(DOCUMENT EXCERPT)
Also, malinvestments are not the ordinary failures we expect to see because of competition, entrepreneurship, and obsolescence—when, for instance, the worst (overall) restaurant in your city fails and is replaced by a better competitor or when bookstores are replaced by coffeehouses. Malinvestments take place in bunches during an artificial boom. They are later revealed as a “cluster of entrepreneurial errors” during the bust.

MI: You have said in your podcast Minor Issues (MI) that we need a “crash landing.” Why is this? Is there any hope of actually fixing these bubbles?

MT: The MI podcast focuses on issues that are ignored or downplayed by the mainstream media and mainstream economists but are nevertheless critical to understanding the economy. A crash landing stops malinvestment, quickly resolves past malinvestments, and hopefully leads to the rejection of the gross mistakes of monetary and fiscal policy of the government. Essentially, by admitting mistakes you quickly fix the economy through a great deal of economic pain in the short run. This was done in the US in the depression of 1920, when they raised interest rates and cut government spending and the depression conditions vanished. Few people are even aware of this, and it is not even mentioned in American history textbooks, and we therefore failed to learn the big-picture lessons. In that recent episode of MI, I link to all my articles from 2022 that explain how all this works.

MI: The hardest question, perhaps, is, Where are we in the business cycle right now? One big indicator that there is trouble approaching is the fact the yield curve has inverted. But now the “experts” are telling us that doesn’t matter anymore. What do you think?

MT: While the yield curve has fallen off the front page, it is the indicator that I am now focused on. Inversions occur when short-term interest rates are higher than long-term rates, and this is a major and reliable sign of financial distress. The curve has been inverted ever since July 2022 (as measured by the 10s minus 2s, the most conservative measure). It is now at its most extreme level since Volcker’s great inversion of the late 1970s and depression of the early 1980s.
(End DOCUMENT EXCERPT)
(LISTED RECORDS)
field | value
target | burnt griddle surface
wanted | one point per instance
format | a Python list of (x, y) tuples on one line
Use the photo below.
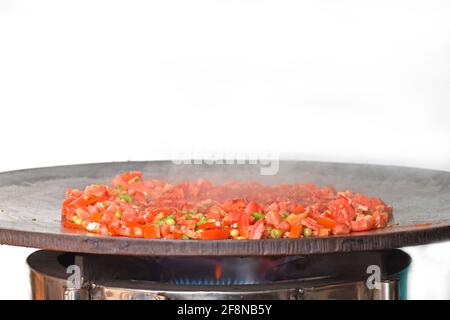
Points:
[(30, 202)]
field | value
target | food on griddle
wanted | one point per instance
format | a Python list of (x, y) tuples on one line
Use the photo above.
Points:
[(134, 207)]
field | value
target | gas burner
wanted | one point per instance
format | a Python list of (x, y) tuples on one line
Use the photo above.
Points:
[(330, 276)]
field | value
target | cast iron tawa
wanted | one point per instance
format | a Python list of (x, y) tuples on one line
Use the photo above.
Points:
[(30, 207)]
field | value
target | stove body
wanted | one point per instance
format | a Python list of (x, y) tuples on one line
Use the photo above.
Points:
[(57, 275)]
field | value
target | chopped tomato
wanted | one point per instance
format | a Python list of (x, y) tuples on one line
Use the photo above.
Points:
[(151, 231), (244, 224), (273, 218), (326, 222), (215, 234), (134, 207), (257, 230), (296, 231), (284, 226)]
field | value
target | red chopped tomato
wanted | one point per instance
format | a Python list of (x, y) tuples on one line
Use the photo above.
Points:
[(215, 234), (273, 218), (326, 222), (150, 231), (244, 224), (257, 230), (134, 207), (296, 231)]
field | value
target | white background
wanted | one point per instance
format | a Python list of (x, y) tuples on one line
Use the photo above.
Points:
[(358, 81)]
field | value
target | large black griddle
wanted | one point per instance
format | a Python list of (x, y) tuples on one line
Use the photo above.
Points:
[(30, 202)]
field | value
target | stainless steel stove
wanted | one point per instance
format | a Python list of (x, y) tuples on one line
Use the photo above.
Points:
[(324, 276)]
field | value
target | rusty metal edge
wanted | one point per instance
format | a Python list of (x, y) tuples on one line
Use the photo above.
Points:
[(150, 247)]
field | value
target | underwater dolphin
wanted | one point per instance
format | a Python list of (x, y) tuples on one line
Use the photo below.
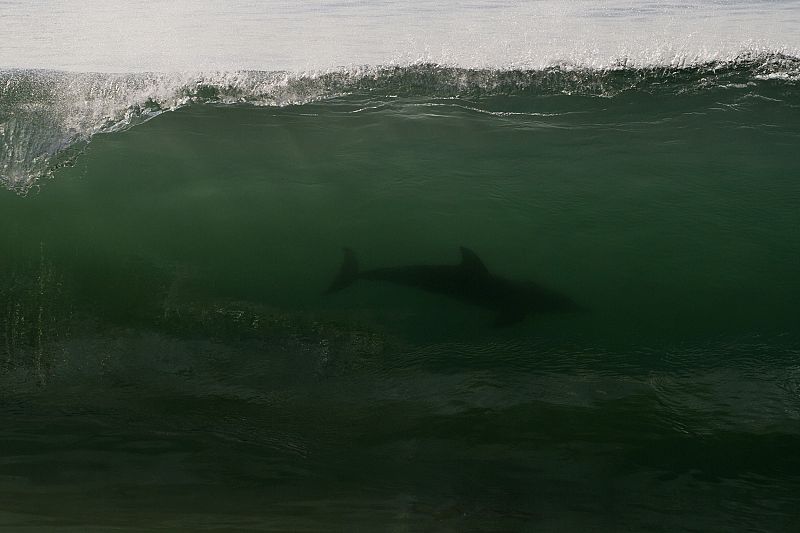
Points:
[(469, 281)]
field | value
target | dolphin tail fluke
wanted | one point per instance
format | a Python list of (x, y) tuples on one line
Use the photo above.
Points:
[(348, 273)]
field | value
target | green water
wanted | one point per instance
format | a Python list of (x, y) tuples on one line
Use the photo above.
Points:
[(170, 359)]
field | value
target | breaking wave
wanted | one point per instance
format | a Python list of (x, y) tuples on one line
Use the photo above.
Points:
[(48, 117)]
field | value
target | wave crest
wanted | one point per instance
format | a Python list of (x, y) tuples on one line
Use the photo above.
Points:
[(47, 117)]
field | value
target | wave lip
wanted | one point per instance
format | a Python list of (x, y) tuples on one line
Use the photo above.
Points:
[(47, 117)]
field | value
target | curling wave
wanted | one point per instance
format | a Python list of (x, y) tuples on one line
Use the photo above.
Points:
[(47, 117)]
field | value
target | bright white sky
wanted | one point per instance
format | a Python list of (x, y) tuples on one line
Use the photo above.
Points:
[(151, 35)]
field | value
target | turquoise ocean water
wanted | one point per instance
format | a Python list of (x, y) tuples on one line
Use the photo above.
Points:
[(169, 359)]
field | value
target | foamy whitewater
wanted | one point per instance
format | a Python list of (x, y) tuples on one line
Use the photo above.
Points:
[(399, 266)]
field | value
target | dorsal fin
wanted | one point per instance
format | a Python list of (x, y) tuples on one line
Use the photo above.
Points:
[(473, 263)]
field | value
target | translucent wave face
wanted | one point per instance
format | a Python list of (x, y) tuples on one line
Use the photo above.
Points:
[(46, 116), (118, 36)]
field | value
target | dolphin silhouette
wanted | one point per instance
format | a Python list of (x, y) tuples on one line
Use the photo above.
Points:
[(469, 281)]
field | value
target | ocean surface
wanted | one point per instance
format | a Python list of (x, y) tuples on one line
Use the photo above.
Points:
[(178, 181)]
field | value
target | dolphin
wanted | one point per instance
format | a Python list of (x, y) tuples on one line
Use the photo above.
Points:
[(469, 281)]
(End LISTED RECORDS)
● **TASK BRIEF**:
Carry on the interview about malinvestment and the business cycle from where it stops.

● **REPLY**:
Everyone is concerned about consumer prices, but we often forget about the prices producers pay for the inputs to produce consumer goods. Producer prices, as measured by the Producer Price Index, spiked by 40 percent from the end of 2020 to the middle of 2022 and have since fallen by less than 10 percent. So basically, business investment projects over the last decade have faced much higher costs than anticipated, and this is the real distress for businesses, who can also experience decreased sales and even falling output prices.

The Fed is a wild card here. They still have a gargantuan balance sheet of over $8 trillion despite more than a year of “unwinding.” Banks have more than $3 trillion of excess reserves, which the Fed pays them over 5 percent interest to not lend, and nonbanks have another $1.4 trillion in reverse repurchase agreements. In other words, the Fed could open these monetary floodgates simply by lowering the interest rate they pay.

MI: This brings us to the matter of the central bank’s insistence that it can manage the whole situation to a “soft landing.” Is this possible, and does the Fed even know what’s going on?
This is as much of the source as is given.